TEXTO EM ESTUDO —
════════════════════
A Conferência das Nações Unidas sobre Mudanças Climáticas (COP-26) que começa neste domingo em Glasgow, Escócia, está mais carregada de ceticismo do que de boas expectativas.
Os comentaristas já apontaram dificuldades que comprometem seus resultados, como a pandemia, a ausência de importantes chefes de Estado e de governo e a falta de recursos para as iniciativas dos países em desenvolvimento.
Mas nenhuma explicação seria completa se não começar pelo enorme descasamento entre os macro-objetivos da agenda ambiental atual e da COP-26.
O primeiro é o que já foi definido no Acordo de Paris, em 2015, que é de limitar o aquecimento do planeta a 1,5°C acima dos níveis pré-industriais.
Essa meta implica drástica substituição da energia de fonte fóssil por energia de fonte renovável. É por isso que a questão climática passa pelo equacionamento da transição energética e também por que as grandes negociações se concentram sobre a maneira de administrar essa transição.
════════════════════
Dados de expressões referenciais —
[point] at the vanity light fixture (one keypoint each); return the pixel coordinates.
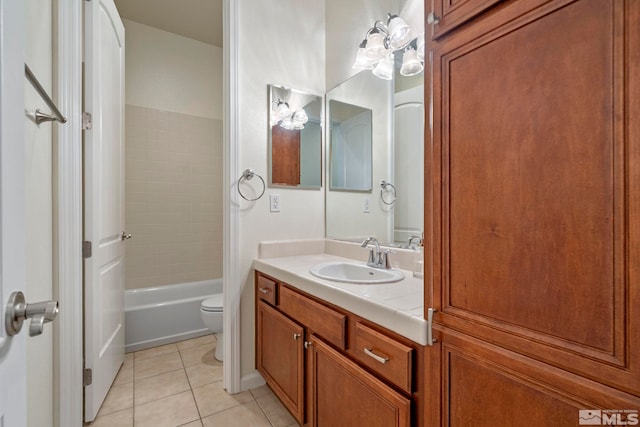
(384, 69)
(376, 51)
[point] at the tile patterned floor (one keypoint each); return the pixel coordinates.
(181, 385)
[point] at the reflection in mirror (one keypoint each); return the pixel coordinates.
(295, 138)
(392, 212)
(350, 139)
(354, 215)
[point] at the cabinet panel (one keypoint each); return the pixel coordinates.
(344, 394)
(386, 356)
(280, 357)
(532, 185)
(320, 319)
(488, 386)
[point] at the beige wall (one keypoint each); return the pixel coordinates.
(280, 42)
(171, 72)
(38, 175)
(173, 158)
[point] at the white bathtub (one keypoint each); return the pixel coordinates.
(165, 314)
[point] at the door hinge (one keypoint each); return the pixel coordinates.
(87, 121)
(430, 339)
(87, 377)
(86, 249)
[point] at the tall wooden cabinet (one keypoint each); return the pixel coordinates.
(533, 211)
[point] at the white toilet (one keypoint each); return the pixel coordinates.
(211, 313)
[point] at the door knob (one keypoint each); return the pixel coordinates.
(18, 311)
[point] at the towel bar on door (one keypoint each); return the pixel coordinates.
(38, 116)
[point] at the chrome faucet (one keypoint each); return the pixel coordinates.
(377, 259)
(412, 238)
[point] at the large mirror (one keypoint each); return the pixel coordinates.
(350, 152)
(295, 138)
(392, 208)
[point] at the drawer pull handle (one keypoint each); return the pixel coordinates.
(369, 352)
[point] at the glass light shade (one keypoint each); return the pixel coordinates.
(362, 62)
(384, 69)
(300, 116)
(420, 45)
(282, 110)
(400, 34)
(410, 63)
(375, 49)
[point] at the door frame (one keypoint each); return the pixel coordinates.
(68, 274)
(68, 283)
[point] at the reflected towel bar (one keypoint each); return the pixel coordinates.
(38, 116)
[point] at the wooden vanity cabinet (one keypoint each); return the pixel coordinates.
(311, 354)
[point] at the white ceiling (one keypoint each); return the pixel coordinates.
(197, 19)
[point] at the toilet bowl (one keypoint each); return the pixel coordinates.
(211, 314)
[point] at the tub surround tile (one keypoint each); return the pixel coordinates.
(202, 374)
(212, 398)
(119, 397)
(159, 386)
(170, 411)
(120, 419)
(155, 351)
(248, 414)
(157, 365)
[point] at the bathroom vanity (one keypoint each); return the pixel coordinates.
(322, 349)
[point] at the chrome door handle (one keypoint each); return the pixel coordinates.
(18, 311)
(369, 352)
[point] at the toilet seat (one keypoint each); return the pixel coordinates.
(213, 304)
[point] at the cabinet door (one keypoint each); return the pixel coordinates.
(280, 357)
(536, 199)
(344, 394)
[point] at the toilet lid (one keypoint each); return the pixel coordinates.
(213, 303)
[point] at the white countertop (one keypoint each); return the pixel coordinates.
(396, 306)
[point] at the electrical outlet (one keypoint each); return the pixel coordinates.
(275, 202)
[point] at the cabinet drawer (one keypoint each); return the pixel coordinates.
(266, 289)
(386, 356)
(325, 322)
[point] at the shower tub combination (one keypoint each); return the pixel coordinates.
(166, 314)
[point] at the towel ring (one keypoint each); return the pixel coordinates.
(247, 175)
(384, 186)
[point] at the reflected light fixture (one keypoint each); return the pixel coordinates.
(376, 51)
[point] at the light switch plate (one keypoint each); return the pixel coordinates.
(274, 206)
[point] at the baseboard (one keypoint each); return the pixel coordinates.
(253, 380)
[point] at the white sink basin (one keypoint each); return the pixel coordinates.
════════════════════
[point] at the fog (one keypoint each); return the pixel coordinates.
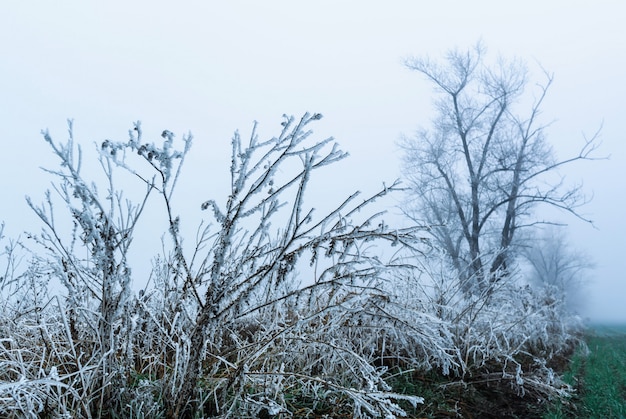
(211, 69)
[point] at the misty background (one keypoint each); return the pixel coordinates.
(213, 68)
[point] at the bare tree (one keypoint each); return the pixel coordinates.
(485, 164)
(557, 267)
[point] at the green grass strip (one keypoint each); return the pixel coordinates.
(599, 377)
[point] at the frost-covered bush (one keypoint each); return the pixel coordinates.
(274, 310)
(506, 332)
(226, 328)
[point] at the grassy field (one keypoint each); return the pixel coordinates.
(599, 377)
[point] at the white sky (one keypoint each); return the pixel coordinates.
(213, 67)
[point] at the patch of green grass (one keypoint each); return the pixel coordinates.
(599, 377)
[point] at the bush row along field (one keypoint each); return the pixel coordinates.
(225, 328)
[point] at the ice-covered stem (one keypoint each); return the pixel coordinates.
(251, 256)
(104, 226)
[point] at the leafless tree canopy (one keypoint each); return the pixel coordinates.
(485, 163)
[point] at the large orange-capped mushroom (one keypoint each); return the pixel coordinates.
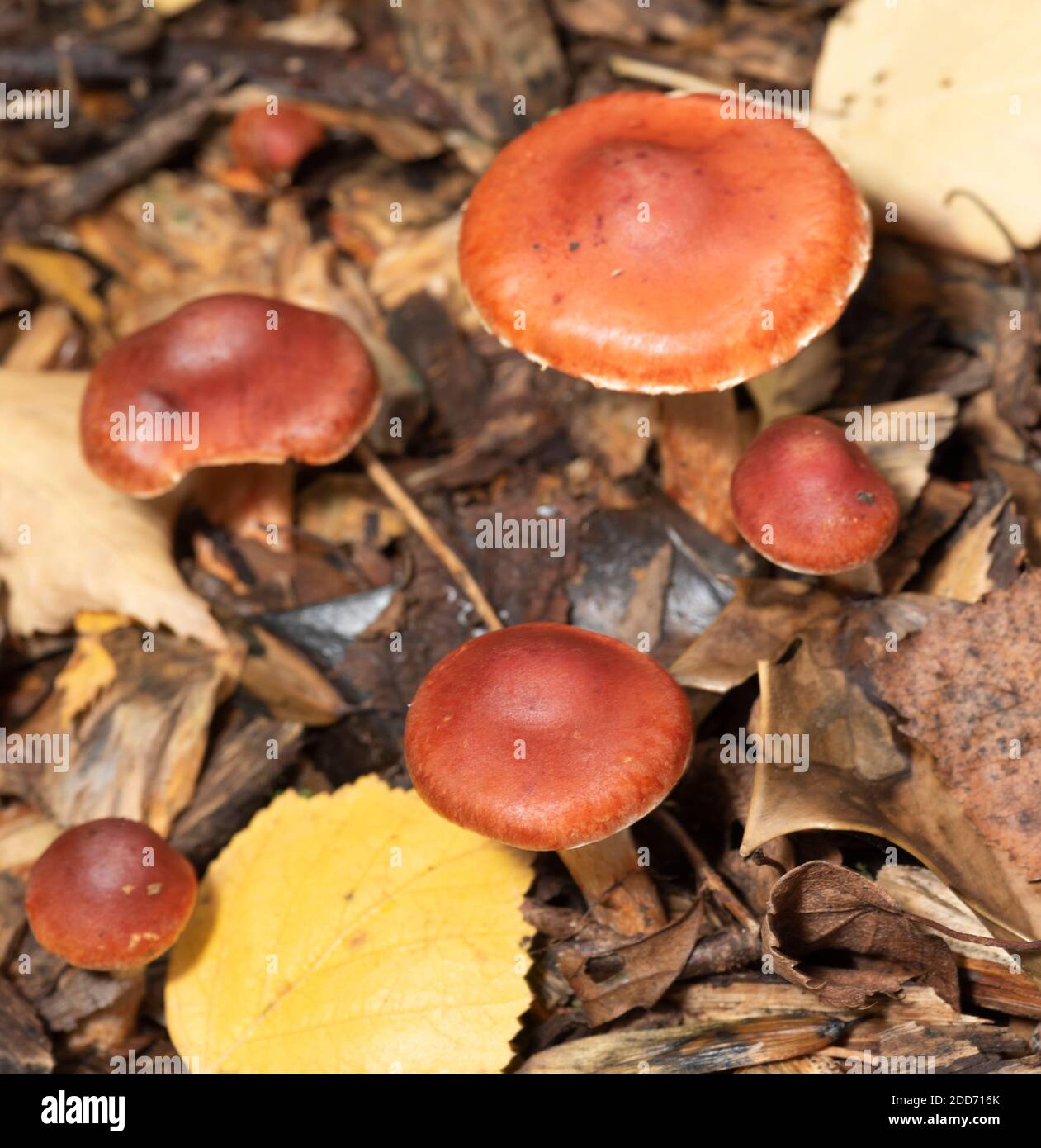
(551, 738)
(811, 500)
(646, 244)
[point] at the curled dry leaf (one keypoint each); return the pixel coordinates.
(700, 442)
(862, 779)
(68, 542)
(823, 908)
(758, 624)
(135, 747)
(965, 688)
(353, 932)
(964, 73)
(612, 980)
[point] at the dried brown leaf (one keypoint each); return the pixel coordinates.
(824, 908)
════════════════════
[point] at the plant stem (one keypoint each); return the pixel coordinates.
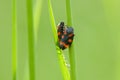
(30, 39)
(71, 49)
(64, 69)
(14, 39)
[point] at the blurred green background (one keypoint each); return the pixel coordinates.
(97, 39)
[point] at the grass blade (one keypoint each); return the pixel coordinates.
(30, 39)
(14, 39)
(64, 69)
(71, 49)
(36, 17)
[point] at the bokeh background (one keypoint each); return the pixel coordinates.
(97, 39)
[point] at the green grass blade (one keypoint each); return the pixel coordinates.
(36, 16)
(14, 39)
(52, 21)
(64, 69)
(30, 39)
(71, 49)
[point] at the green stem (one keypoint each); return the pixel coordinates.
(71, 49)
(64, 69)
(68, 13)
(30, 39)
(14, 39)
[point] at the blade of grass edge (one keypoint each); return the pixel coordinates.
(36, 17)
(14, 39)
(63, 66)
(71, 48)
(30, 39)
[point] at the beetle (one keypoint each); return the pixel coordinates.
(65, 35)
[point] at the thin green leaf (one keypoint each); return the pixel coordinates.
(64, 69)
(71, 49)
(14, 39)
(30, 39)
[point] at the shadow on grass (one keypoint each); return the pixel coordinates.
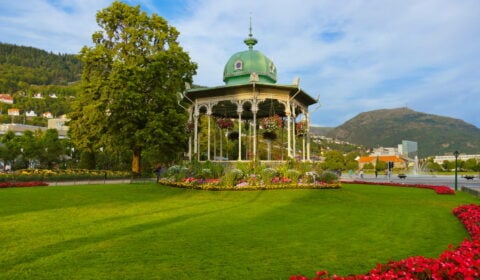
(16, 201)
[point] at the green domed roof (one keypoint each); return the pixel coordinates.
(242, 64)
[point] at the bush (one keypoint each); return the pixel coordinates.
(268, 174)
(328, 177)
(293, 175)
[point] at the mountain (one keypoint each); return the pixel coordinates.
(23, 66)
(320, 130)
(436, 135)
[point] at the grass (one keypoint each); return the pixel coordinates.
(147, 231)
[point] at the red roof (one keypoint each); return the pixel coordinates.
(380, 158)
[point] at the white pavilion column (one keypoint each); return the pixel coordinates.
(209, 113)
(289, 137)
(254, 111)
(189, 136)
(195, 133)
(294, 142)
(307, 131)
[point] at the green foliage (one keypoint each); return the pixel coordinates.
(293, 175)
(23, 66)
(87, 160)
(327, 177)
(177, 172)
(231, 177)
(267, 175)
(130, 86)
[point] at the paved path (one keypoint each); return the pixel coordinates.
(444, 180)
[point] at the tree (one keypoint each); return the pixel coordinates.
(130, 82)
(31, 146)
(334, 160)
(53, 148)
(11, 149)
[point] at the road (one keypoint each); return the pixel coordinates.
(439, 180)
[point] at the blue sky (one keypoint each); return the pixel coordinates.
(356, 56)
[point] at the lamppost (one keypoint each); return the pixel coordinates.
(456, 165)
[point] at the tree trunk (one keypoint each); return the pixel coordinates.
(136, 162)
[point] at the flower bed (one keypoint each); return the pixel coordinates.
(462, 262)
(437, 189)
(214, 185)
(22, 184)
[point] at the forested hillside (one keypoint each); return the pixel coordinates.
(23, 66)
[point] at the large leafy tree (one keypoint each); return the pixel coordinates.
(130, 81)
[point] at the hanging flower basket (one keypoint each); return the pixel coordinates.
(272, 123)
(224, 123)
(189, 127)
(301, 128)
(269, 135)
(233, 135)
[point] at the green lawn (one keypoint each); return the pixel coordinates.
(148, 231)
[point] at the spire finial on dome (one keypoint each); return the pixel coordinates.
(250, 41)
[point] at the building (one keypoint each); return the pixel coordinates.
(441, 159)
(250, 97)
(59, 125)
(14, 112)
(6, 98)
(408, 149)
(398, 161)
════════════════════
TAREFA PROPOSTA 1 —
Segundo o texto sobre a COP-26, que meta foi definida no Acordo de Paris, em 2015?
TAREFA PROPOSTA 2 —
Escreva a continuação do texto sobre a COP-26, começando logo após a última frase apresentada.

RESPOSTA ESCRITA 1 —
Limitar o aquecimento do planeta a 1,5°C acima dos níveis pré-industriais.

RESPOSTA ESCRITA 2 —
Hoje, o potencial de geração de energia renovável (eólica, solar, hidrogênio verde) corresponde a não mais que 15% da matriz energética mundial. Estimativas da Agência Internacional de Energia (AIE) apontam para a necessidade de se chegar a pelo menos US$ 4 trilhões em investimentos por ano até 2030 – para garantir a neutralidade das emissões até 2050. Mas o principal obstáculo não é o financeiro. É o tempo necessário para a maturação desses investimentos e a pressão enorme que já começa a existir sobre materiais e matérias-primas. Essa transição exigirá o desmonte de trilionárias instalações de petróleo, carvão, gás natural e frotas de veículos e a substituição correspondente de mão de obra.
Paradoxalmente, para essa substituição está sendo necessária disponibilidade de energia fóssil. É em parte o que explica a atual disparada dos preços do petróleo e do gás natural no mercado global. A escassez já é tanta que Alemanha e China tiveram de reativar termoelétricas a carvão mineral.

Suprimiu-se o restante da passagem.